> _Quoted passage_:
This is hardly surprising, because after all when you come back from the point of near suffocation, you swallow fresh air with particular gusto to fill your lungs.
I am sure quite a number of people stretched and possibly burst their wallets as they went on a delirious spending spree up there over the weekend whilst chanting ‘Kwahu oh Kwahu!’
After descending from the cloud nine that the ridge no doubt is, reality will hit them when the adrenaline levels have settled down in Accra or elsewhere and there are financial commitments to meet.
But what is life if you cannot dangle over the precipice every now and then and let your head down? After all, Christ rises from the dead only once a year.
Branding, my dreams
Clearly, Kwahu Easter has been branded in a most impressive manner and I have no doubt in my mind that it will continue to grow and draw crowds from across the country.
Gradually, Takoradi is also establishing itself as the place to be during the Christmas festivities as the masquerade procession gains roots there.
I would love to see various hubs spring up in this country associated with particular events or occasions, replicating the Kwahu Easter success story and I am aware the Ghana Toursim Authority, under the leadership of my friend and school mate Akwasi Agyeman, is in the process of implementing such strategies, with the next target being the Akwasidae Festival in Kumasi.
I have never visited the mountains for Easter, the allure and my annual promises to myself notwithstanding.
But one of these fine Easters, I will haul myself up the mountain, find my way to the paragliding venue and allow myself to be strapped into one of those contraptions that will enable me to float in the Kwahu atmosphere, gliding effortlessly and dreamily.
I am sure the straps are sturdy enough to contain my ample girth. So help me God.

> _Aim A_: Copy the Kwahu Easter passage word for word, in full.

Records from a dataset

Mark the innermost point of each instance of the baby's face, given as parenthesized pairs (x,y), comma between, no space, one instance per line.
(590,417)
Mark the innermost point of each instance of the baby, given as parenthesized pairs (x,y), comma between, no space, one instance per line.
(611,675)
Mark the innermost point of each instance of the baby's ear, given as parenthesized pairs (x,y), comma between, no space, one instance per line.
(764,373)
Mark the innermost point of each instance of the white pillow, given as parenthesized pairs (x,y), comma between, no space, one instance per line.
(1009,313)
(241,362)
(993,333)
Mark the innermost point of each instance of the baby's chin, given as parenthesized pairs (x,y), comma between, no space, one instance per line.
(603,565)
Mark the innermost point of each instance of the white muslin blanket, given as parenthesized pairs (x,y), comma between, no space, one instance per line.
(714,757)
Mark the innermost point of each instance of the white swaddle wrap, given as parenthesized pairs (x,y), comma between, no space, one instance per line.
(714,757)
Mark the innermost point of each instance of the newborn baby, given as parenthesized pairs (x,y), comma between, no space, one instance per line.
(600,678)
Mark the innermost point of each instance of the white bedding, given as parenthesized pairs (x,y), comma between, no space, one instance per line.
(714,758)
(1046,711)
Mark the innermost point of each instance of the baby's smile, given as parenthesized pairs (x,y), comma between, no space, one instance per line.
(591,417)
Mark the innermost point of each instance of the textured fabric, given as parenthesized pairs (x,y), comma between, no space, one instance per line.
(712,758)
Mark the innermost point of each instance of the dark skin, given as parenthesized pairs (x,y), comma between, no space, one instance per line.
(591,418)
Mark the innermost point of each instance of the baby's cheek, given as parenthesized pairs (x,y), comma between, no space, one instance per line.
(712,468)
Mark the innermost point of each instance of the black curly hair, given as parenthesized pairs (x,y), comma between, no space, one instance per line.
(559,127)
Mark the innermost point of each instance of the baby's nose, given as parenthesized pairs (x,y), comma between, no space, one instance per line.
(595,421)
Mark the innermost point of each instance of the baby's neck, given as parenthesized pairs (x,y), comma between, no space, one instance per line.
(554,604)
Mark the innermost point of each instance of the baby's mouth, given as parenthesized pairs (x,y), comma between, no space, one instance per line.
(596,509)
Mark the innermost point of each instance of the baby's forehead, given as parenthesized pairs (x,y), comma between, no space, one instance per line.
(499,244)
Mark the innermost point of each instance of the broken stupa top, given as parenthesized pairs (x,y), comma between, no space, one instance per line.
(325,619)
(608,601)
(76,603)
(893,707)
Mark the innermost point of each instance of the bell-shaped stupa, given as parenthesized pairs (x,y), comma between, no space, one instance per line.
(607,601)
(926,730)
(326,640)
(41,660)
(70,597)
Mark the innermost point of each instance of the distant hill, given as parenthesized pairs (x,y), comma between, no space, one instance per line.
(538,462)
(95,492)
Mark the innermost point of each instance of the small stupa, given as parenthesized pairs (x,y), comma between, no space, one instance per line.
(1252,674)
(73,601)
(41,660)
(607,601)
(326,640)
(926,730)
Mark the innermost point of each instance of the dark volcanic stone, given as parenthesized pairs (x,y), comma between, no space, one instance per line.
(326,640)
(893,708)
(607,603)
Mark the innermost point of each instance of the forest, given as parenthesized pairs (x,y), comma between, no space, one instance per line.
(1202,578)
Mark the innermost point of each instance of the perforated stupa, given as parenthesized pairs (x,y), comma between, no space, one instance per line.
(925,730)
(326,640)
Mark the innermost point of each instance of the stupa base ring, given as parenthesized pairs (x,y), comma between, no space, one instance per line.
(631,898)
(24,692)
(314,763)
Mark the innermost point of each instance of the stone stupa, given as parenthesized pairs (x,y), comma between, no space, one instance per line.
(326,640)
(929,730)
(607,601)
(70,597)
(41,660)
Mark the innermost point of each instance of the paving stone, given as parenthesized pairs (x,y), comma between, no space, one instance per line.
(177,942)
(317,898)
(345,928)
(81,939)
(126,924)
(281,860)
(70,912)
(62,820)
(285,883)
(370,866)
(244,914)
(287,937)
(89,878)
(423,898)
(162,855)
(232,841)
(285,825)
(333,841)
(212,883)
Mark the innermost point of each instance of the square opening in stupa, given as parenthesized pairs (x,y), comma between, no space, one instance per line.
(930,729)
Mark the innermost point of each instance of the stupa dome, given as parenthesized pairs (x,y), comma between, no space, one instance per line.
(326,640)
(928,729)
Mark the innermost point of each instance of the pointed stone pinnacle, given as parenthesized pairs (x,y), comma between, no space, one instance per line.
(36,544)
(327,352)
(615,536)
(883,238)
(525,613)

> _Aim B_: Convert the records between the line holding "Mark the innermost point of each instance of the square" and the end of the records, inclusive, into a two-column CSV with the headers "prompt" and "points". Write one row per request, with its text and its answer each in a single quoted field and any line breaks replaced by spaces.

> _Full answer A_:
This is hardly surprising, because after all when you come back from the point of near suffocation, you swallow fresh air with particular gusto to fill your lungs.
I am sure quite a number of people stretched and possibly burst their wallets as they went on a delirious spending spree up there over the weekend whilst chanting ‘Kwahu oh Kwahu!’
After descending from the cloud nine that the ridge no doubt is, reality will hit them when the adrenaline levels have settled down in Accra or elsewhere and there are financial commitments to meet.
But what is life if you cannot dangle over the precipice every now and then and let your head down? After all, Christ rises from the dead only once a year.
Branding, my dreams
Clearly, Kwahu Easter has been branded in a most impressive manner and I have no doubt in my mind that it will continue to grow and draw crowds from across the country.
Gradually, Takoradi is also establishing itself as the place to be during the Christmas festivities as the masquerade procession gains roots there.
I would love to see various hubs spring up in this country associated with particular events or occasions, replicating the Kwahu Easter success story and I am aware the Ghana Toursim Authority, under the leadership of my friend and school mate Akwasi Agyeman, is in the process of implementing such strategies, with the next target being the Akwasidae Festival in Kumasi.
I have never visited the mountains for Easter, the allure and my annual promises to myself notwithstanding.
But one of these fine Easters, I will haul myself up the mountain, find my way to the paragliding venue and allow myself to be strapped into one of those contraptions that will enable me to float in the Kwahu atmosphere, gliding effortlessly and dreamily.
I am sure the straps are sturdy enough to contain my ample girth. So help me God.

> _Full answer B_:
prompt,points
"Mark the innermost point of each instance of the square opening in stupa, given as parenthesized pairs (x,y), comma between, no space, one instance per line.","(930,729)"
"Mark the innermost point of each instance of the stupa dome, given as parenthesized pairs (x,y), comma between, no space, one instance per line.","(326,640) (928,729)"
"Mark the innermost point of each instance of the pointed stone pinnacle, given as parenthesized pairs (x,y), comma between, no space, one instance per line.","(36,544) (327,352) (615,536) (883,238) (525,613)"